◆ AIM
Starting at the line that contains "Identify a point for each instance of the rugby player" and ending at the end of the records, write out every line again, requests included, and increase each point coordinate by 58. Leave the pictures out of your answer.

◆ PROVIDED RECORDS
== == ==

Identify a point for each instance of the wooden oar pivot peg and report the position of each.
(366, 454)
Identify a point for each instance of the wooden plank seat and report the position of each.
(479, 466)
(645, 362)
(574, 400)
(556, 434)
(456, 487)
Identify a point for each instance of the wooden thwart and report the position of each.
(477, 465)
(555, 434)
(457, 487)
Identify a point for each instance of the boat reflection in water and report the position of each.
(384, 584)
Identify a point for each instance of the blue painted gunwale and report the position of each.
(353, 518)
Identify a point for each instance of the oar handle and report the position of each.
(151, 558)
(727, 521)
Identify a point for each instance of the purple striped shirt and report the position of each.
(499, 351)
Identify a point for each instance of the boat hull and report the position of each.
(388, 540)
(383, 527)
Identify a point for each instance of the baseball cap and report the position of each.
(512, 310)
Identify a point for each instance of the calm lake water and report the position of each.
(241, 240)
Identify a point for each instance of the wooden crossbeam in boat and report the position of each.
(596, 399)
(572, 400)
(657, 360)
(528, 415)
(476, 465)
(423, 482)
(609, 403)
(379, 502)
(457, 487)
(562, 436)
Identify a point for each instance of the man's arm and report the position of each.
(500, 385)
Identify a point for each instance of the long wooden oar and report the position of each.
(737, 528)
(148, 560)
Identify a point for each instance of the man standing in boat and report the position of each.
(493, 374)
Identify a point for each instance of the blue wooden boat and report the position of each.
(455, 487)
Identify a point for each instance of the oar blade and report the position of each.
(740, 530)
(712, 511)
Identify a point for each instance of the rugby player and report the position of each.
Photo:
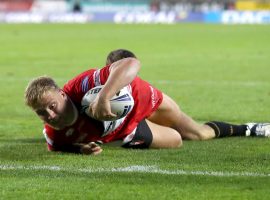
(156, 121)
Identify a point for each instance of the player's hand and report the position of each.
(100, 109)
(91, 149)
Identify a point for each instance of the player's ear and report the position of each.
(62, 93)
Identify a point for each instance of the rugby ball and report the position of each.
(121, 103)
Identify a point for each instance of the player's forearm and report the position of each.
(122, 73)
(80, 148)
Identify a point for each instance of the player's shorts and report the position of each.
(142, 139)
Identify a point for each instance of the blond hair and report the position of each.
(37, 88)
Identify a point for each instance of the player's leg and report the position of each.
(169, 114)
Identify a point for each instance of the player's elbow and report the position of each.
(134, 64)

== == ==

◆ COMPLETE RESPONSE
Identify a point for each instance of the rugby player and report the position of each.
Photo:
(214, 179)
Identify a point for each instance of the player's hand and report the position of each.
(158, 167)
(149, 207)
Identify a point for each instance of the player's ear and report the position of each.
(120, 151)
Identify a point for each instance of the rugby ball and report the position of each.
(179, 161)
Identify a point for each instance of the player's forearm and report the position of each.
(180, 131)
(138, 206)
Identify a point for each instance of the player's shorts and report the position of each.
(200, 197)
Identify a point for each instance of the blond hair and report the position of each.
(95, 146)
Identify a point for each instance of the player's leg and report the position of each.
(227, 172)
Identify a point for each instance of the player's elbow and report the position of each.
(192, 122)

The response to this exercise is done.